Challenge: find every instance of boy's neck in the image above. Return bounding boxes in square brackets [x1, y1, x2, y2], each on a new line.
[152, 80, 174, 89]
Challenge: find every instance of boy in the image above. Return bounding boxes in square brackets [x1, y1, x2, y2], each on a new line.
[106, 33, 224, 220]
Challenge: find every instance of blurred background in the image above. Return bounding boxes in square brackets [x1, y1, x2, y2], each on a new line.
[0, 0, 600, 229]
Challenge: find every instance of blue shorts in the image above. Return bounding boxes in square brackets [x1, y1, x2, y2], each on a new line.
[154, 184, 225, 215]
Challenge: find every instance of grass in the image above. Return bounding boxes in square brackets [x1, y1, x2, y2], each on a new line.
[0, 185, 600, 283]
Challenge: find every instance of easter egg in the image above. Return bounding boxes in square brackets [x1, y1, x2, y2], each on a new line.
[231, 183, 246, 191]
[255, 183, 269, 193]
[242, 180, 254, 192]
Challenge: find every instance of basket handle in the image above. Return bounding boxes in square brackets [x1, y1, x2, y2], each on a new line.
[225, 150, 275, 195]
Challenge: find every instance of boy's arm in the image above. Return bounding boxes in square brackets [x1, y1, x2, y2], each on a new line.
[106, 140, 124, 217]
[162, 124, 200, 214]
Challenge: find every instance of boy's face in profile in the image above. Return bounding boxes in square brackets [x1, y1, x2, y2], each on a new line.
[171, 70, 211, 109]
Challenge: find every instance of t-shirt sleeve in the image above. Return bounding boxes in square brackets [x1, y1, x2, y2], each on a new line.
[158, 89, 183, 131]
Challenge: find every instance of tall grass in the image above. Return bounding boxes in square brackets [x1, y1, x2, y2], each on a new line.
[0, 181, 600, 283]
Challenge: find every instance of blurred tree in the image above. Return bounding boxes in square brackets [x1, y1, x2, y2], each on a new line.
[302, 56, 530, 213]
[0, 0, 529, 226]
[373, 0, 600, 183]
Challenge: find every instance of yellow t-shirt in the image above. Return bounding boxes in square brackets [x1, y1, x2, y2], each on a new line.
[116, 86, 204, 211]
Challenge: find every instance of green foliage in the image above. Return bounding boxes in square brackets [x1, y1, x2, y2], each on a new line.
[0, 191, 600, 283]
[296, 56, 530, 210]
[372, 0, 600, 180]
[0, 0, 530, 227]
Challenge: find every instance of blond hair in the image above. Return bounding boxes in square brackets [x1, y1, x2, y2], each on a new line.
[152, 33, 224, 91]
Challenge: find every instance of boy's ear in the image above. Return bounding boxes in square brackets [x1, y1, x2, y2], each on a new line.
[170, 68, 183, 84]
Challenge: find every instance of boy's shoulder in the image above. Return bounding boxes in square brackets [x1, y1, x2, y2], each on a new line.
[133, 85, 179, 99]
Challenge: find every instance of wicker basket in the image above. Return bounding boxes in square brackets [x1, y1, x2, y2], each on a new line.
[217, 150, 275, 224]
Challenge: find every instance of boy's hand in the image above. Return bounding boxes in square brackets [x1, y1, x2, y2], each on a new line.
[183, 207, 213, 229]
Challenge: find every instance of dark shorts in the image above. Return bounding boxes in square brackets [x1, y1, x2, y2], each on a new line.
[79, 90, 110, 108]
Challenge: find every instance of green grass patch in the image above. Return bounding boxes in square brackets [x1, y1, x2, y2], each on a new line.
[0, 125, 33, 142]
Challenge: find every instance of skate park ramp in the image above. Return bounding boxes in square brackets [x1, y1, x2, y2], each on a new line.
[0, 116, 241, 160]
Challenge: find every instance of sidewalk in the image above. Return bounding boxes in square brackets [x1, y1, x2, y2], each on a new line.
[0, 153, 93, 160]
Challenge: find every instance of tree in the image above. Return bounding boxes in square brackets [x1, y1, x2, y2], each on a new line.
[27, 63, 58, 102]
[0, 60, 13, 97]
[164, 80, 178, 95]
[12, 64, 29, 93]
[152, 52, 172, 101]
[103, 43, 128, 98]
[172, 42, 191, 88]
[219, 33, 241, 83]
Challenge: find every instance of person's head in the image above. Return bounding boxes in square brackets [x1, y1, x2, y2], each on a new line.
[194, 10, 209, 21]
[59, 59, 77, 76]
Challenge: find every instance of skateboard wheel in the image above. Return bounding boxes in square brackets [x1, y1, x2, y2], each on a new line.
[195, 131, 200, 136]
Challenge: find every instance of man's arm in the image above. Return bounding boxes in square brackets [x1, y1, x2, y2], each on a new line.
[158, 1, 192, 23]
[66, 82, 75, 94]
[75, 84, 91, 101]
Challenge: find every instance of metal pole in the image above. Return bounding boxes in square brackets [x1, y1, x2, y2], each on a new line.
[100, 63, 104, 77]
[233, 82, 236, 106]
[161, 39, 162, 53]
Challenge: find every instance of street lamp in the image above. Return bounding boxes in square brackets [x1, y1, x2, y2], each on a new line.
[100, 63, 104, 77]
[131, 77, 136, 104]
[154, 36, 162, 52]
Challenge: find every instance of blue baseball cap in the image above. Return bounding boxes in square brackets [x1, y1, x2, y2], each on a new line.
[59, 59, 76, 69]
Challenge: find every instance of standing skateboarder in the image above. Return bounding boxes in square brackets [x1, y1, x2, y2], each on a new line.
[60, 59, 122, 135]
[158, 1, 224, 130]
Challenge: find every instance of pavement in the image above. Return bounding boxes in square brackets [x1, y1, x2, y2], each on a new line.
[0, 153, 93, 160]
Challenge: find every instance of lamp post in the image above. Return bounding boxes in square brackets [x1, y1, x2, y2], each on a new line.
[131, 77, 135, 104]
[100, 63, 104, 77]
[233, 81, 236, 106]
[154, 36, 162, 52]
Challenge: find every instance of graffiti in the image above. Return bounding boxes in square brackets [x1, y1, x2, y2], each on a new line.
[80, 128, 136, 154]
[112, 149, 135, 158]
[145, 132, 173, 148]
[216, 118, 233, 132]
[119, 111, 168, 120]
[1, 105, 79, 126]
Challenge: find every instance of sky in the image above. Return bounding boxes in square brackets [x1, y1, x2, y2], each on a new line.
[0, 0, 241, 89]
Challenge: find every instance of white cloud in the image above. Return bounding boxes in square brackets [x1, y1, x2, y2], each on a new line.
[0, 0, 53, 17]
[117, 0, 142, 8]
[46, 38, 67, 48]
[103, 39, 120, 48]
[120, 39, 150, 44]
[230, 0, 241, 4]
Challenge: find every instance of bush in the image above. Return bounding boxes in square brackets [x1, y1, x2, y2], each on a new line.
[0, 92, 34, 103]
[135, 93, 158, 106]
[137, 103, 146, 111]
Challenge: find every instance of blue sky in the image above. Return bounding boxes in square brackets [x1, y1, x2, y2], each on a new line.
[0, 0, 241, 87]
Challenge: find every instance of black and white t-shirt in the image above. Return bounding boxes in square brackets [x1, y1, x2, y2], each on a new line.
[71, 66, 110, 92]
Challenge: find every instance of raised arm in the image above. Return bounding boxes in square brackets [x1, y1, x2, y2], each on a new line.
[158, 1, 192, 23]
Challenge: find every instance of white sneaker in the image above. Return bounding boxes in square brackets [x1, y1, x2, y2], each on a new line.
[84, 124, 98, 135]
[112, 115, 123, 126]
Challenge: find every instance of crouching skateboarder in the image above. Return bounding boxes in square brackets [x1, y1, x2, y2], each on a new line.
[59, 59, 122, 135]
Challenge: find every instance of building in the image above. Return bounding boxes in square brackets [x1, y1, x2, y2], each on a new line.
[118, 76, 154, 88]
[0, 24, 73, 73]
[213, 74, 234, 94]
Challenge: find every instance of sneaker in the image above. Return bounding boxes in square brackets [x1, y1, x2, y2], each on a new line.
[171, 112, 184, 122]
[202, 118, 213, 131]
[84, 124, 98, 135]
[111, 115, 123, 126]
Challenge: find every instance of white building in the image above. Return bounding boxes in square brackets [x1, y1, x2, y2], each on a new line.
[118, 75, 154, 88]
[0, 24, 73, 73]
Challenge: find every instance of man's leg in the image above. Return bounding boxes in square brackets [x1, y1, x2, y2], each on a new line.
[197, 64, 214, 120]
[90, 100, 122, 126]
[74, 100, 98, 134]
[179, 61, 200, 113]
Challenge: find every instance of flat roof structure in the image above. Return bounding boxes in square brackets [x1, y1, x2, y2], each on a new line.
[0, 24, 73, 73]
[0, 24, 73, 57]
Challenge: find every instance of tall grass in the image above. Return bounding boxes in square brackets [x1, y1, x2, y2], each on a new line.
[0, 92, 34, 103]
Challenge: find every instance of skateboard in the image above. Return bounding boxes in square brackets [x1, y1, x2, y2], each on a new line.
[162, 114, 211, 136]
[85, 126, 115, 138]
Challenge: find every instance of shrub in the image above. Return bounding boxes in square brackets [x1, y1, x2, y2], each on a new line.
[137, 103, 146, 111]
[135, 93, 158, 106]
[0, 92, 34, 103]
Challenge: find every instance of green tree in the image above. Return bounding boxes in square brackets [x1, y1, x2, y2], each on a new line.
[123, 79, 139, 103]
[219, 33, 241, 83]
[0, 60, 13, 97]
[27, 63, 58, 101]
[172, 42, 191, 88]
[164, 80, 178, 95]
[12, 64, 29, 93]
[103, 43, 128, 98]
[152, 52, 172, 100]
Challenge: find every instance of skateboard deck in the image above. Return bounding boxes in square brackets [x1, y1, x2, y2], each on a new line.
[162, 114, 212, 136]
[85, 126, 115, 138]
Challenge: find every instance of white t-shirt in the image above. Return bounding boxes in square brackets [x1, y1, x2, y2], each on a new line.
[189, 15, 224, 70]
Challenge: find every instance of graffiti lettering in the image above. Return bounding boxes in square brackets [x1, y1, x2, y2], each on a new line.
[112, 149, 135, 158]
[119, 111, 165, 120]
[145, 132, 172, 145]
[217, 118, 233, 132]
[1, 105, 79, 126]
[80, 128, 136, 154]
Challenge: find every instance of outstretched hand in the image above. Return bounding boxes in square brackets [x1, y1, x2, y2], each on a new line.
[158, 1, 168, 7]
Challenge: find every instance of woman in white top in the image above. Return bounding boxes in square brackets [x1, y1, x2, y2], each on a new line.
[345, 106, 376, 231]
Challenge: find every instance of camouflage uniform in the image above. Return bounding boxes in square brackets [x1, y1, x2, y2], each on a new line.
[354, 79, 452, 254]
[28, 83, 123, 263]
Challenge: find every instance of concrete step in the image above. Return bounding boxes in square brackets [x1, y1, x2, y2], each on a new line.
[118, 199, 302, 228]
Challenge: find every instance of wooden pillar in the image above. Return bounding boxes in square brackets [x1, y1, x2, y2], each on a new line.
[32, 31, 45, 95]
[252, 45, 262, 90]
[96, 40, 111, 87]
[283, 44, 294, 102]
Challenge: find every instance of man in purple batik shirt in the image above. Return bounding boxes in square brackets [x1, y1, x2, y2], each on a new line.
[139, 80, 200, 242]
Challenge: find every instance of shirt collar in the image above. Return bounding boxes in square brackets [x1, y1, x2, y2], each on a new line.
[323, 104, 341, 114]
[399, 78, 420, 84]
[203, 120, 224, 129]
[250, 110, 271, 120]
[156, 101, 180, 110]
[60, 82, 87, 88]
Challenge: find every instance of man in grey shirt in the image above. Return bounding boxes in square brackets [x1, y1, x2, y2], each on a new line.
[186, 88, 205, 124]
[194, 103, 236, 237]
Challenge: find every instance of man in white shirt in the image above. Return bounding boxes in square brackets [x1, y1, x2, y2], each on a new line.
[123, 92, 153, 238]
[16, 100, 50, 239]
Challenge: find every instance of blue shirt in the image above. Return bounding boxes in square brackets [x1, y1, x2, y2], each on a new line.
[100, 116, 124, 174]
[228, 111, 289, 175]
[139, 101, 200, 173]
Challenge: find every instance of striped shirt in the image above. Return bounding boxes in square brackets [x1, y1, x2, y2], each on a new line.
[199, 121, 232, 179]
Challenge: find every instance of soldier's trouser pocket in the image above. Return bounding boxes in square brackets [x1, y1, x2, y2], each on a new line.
________________
= The problem =
Arrange the lines of the material above, from the line containing "Challenge: find every instance of blue shorts" through the line containing "[373, 0, 600, 183]", inclusive, as a Markdown table with the columns Row and Line. Number each row, and leave out blank lines.

= Solution =
| Row | Line |
|---|---|
| 1 | Challenge: find every instance of blue shorts in the image above. Return bounding boxes in square brackets [x1, y1, x2, y2], each on a new line. |
| 2 | [154, 184, 225, 215] |
| 3 | Challenge: find every instance of grass in the image above. Return bounding boxes in square brackets [x1, y1, x2, y2], each on a new line. |
| 4 | [0, 185, 600, 283] |
| 5 | Challenge: find every instance of easter egg in the image above. Return bounding boxes in square brackets [x1, y1, x2, y2], each on a new line. |
| 6 | [231, 183, 246, 191] |
| 7 | [255, 183, 269, 193] |
| 8 | [242, 180, 254, 192] |
| 9 | Challenge: find every instance of basket handle in the image above. Return bounding boxes in square brackets [x1, y1, x2, y2], each on a new line. |
| 10 | [225, 150, 275, 195] |
| 11 | Challenge: find every instance of boy's arm in the image above. Return bounding boxes in square brackets [x1, y1, x2, y2], each on a new line. |
| 12 | [106, 140, 124, 217] |
| 13 | [162, 124, 200, 214] |
| 14 | Challenge: find every instance of boy's face in profile in the image above. Return bounding boxes in square brackets [x1, y1, x2, y2], each on a new line. |
| 15 | [171, 70, 211, 109] |
| 16 | Challenge: find every instance of t-shirt sleeve in the image above. Return bounding boxes in square brackets [x1, y1, x2, y2], each on a new line. |
| 17 | [158, 89, 183, 131] |
| 18 | Challenge: find every instance of tall grass in the image above. Return bounding boxes in square brackets [x1, y1, x2, y2], each on a new line. |
| 19 | [0, 181, 600, 283] |
| 20 | Challenge: find every instance of blurred tree in the image above. Return bounding boxes in square brackets [x1, y1, x2, y2], each on a new line. |
| 21 | [302, 56, 530, 213] |
| 22 | [0, 0, 529, 226] |
| 23 | [373, 0, 600, 183] |